__WHAT TO PRODUCE__. Return all the lines below exactly. Any picture among them is omitted.

__INFORMATION GIVEN__.
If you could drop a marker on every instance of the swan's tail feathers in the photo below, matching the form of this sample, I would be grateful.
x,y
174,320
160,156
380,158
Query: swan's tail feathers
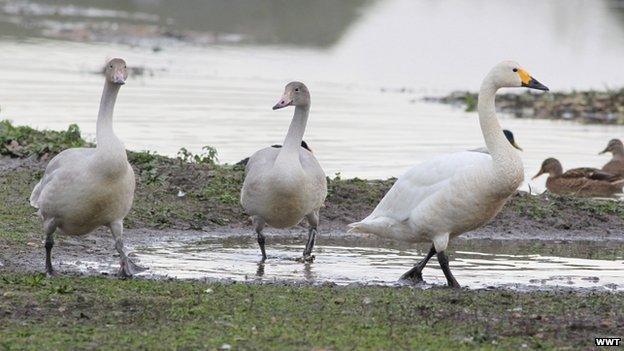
x,y
34,197
382,226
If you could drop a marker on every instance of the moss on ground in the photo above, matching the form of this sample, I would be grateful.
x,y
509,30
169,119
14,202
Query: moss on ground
x,y
84,313
194,192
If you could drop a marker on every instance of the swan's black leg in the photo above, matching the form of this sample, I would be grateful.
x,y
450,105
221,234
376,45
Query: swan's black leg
x,y
443,260
313,220
259,226
49,227
415,274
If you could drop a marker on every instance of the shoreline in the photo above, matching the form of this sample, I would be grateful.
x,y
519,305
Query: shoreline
x,y
190,197
586,106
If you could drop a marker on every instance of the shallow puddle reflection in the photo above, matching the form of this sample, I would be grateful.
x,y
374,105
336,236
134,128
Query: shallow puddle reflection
x,y
226,259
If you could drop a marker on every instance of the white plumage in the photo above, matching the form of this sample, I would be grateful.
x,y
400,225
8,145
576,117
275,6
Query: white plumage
x,y
455,193
284,185
85,188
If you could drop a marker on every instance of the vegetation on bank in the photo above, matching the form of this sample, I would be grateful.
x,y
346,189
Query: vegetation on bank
x,y
195,191
606,107
94,312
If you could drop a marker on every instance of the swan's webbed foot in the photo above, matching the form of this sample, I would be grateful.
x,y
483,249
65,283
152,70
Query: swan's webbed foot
x,y
306,259
414,275
450,279
313,219
259,223
127,268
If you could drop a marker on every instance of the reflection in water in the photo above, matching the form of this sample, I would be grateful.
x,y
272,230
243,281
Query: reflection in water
x,y
294,22
221,95
237,260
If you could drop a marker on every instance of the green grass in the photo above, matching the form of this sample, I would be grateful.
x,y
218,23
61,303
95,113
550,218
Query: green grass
x,y
83,313
23,141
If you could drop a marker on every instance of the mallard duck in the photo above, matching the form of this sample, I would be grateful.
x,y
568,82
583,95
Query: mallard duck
x,y
85,188
616,165
455,193
285,184
584,181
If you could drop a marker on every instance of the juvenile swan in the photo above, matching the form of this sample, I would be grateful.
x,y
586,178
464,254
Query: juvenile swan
x,y
84,188
454,193
283,185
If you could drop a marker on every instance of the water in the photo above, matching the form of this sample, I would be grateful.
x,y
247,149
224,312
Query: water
x,y
214,70
237,258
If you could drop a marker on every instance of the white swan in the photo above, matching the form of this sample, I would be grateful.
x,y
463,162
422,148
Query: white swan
x,y
455,193
283,185
85,188
508,135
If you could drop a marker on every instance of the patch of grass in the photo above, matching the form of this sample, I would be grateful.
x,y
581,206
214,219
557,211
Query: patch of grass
x,y
18,220
225,185
25,141
138,314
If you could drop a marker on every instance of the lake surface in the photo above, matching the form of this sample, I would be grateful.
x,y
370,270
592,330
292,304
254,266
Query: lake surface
x,y
238,259
213,69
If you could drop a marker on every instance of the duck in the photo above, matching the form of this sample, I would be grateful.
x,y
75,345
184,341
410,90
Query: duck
x,y
451,194
510,138
616,165
86,188
583,181
285,184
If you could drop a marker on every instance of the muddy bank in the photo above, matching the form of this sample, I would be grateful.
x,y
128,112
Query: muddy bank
x,y
603,107
98,313
193,196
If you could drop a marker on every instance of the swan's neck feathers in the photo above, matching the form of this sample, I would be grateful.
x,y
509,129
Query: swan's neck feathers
x,y
505,159
110,151
618,153
105,135
292,143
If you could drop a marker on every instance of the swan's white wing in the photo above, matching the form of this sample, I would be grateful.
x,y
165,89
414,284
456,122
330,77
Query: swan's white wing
x,y
317,178
482,150
423,180
68,158
261,160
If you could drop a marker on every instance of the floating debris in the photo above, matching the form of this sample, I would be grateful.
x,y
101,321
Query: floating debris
x,y
605,107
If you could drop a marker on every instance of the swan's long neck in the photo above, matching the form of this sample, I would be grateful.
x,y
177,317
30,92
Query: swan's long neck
x,y
292,143
501,150
105,135
110,150
618,153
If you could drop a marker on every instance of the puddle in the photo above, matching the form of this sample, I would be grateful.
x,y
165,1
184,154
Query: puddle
x,y
236,258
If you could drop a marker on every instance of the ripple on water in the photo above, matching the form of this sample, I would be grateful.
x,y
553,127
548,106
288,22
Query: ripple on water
x,y
343,265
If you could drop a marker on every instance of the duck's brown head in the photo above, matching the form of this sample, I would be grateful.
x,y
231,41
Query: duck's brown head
x,y
295,94
552,166
116,71
614,146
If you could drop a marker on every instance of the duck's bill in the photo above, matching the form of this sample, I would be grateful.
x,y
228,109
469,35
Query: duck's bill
x,y
538,174
534,84
284,102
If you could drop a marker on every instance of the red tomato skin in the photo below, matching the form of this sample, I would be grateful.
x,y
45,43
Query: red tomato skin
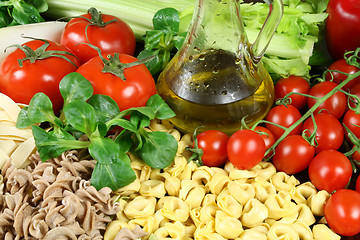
x,y
342,212
293,154
293,84
342,27
21,83
115,37
352,121
284,116
329,133
330,170
138,87
245,149
335,105
214,146
342,66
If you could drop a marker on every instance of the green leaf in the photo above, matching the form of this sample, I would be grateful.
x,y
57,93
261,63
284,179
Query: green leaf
x,y
159,149
161,109
113,167
75,87
40,109
167,19
105,107
49,145
24,13
81,116
23,120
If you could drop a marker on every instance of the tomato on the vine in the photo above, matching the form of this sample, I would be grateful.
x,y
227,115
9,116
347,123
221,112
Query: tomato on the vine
x,y
293,154
335,105
330,170
342,66
133,91
284,116
329,133
245,149
107,32
294,84
214,146
43,67
342,212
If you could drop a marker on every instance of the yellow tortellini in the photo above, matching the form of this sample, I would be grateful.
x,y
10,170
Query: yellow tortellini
x,y
190,202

__RESPONSE BELOW__.
If you could drop a marker on every instance of the swan's tail feathers in the photo below, matching the form of this sample, I would be grateful.
x,y
174,320
160,156
380,158
Query: swan's tail feathers
x,y
34,197
382,226
If you could drop a marker on every instance of the moss on ground in the photo above, matching the form of this sample, I would be grateful.
x,y
509,30
169,119
14,202
Query: moss on ground
x,y
84,313
194,192
If you could drop a marker on every instance of the swan's black leg in the photo above, matching the form of this sample, I would be grateful.
x,y
450,105
221,234
376,45
Query: swan's black leg
x,y
443,260
313,220
259,226
49,227
415,274
If you could drop a marker on every instance of the shoreline in the photo above, matching the form of this sample, I would be grateful.
x,y
519,305
Query: shoreline
x,y
190,197
586,106
If you could drop a marker on every instance of the shallow puddle reflection in the photo above, matching the form of this sample, I would be grateful.
x,y
374,105
336,236
134,128
Query: shallow puddle reflection
x,y
226,259
If you could drop a marker on every instance of the white plumage in the photo above, matching the form of this sample, I would be grateful.
x,y
400,225
8,145
576,117
275,6
Query: white plumage
x,y
455,193
284,185
85,188
If you could drop a marker on every instance of the vegetation on bank in the photo above, matching the form of this sample, I would be grateful.
x,y
346,189
Query: vegetation on bank
x,y
195,191
606,107
94,312
If you could drop a marker on every instance of the swan's webbed foot in the photo above, matching the form of this sample, I would be grateful.
x,y
483,249
65,283
152,70
Query: swan's webbed foot
x,y
306,259
414,275
450,279
313,219
259,223
127,268
If you could drop a marker on every instance of the reflection in water in the photo above, matching the form of this sample, I would be grateful.
x,y
272,230
243,281
Query: reflection in water
x,y
294,22
221,95
237,260
If you could drop a marker on every instance of the green grass in the photo above, matching the form of this sample, I would be grateful.
x,y
218,23
61,303
95,113
550,218
Query: green grass
x,y
83,313
23,141
If you could drop a marker on every instance of the mallard duck in the photo above, matching the form of this sample, I would be grateful.
x,y
568,82
583,95
Query: mallard duck
x,y
85,188
616,165
455,193
285,184
584,181
If you could drop a marker on every instance of the juvenile swan in the photo above, matching the form of this sample, I would be grateful.
x,y
586,178
464,254
Query: juvenile swan
x,y
84,188
454,193
283,185
If you could drop a marker on every instance of the water in the photo above, matching the form of this sample, I would be grateful.
x,y
247,149
224,312
Query: water
x,y
214,70
237,258
If you could drop a marker on every instance of the white swan in the photo above, matching the form of this sample, I would be grateful.
x,y
463,162
422,148
Query: white swan
x,y
455,193
283,185
85,188
508,135
If you could drop a marker on every instance of the patch of grass in the photo above, matching the form of this sample, I would be grateful.
x,y
581,206
214,219
557,211
Query: patch of grass
x,y
18,220
225,185
25,141
138,314
If you could drop a marker on every instance of the lake surface in the photo above, matching the form of this sample, I would be grateful.
x,y
370,270
592,330
292,304
254,266
Query: lake surface
x,y
238,259
213,69
If you could drop a marker on every instance of the duck in the photo above, matching the form of this sample, I would be grateful.
x,y
75,345
184,341
410,90
Query: duck
x,y
451,194
510,138
616,165
86,188
583,181
285,184
If you could drop a marker on every instance of the muddy bank in the photo above, matching the form of this sample, I would be grateful.
x,y
128,112
Query: muddy bank
x,y
603,107
98,313
193,196
If you could drop a marker on every instance of the swan's neck feathers in the photo above, matching the form of this sample, I would be grateful.
x,y
509,129
Query: swan's neck feathers
x,y
505,159
110,151
618,153
105,135
292,143
If you could drop a marker on every instance of the swan's white wing in the photo above, matching the form of this sample, I would be grateful.
x,y
165,89
414,284
456,122
330,77
Query: swan's white wing
x,y
317,178
482,150
423,180
68,158
261,160
If you could drop a marker on every instance of the floating debris in the photo above, matching the form of this sample, I would be grateful.
x,y
101,321
Query: floating debris
x,y
605,107
If you could drop a marker on every instance of the swan's long neck in the photo above, matching the form of this sample, I would be grateful.
x,y
177,317
30,92
Query: swan's long neck
x,y
292,143
501,150
105,135
110,150
618,153
If you could drop a marker on every instance of the puddle in the photo above, matching the form of this sample, I would be grateful.
x,y
165,1
184,154
Query: puddle
x,y
236,258
If you could drop a marker on every instance of the ripple on water in the photo above, matching the form of this sample, I would be grateful.
x,y
553,127
548,106
288,22
Query: ripple on water
x,y
343,265
If you could drop a marker on every instance of the duck's brown head in the photo above, matching the form of this sample, I would be grateful.
x,y
231,41
Query: duck's brown head
x,y
295,94
552,166
116,71
614,146
If you could drop a marker on every instance of the duck's bill in the photo above, matching the form of this sample, I would be grateful.
x,y
228,109
469,35
Query: duck's bill
x,y
538,174
534,84
284,102
If you could drop a marker on every instance of the red tomato skin in the photo below, matching the form of this sample, I would be grateful.
x,y
45,43
Query: red tomato skin
x,y
342,212
293,154
293,84
342,27
21,83
115,37
352,121
284,116
329,133
330,170
138,87
245,149
335,105
214,146
342,66
If you could drop a marker on every instance of the green leaf in the photo above, matching the form of this sample, I would be grateful.
x,y
57,93
261,63
284,179
Query: green leaf
x,y
159,149
161,109
113,167
75,87
40,109
167,19
105,107
49,145
24,13
81,116
23,120
If you could drop a marker on every instance of the tomato on the vine in the photo above, matching the form of this sample, I would be grateful.
x,y
227,115
9,116
347,123
221,112
Query: tomato on the vine
x,y
293,154
335,105
330,170
342,66
133,91
284,116
329,133
245,149
107,32
294,84
214,146
43,67
342,212
If you could drop a marker on every instance of the yellow tortellini in the photo above, matching the form of this sample, I would be grateful.
x,y
10,170
Query: yellow tortellini
x,y
190,202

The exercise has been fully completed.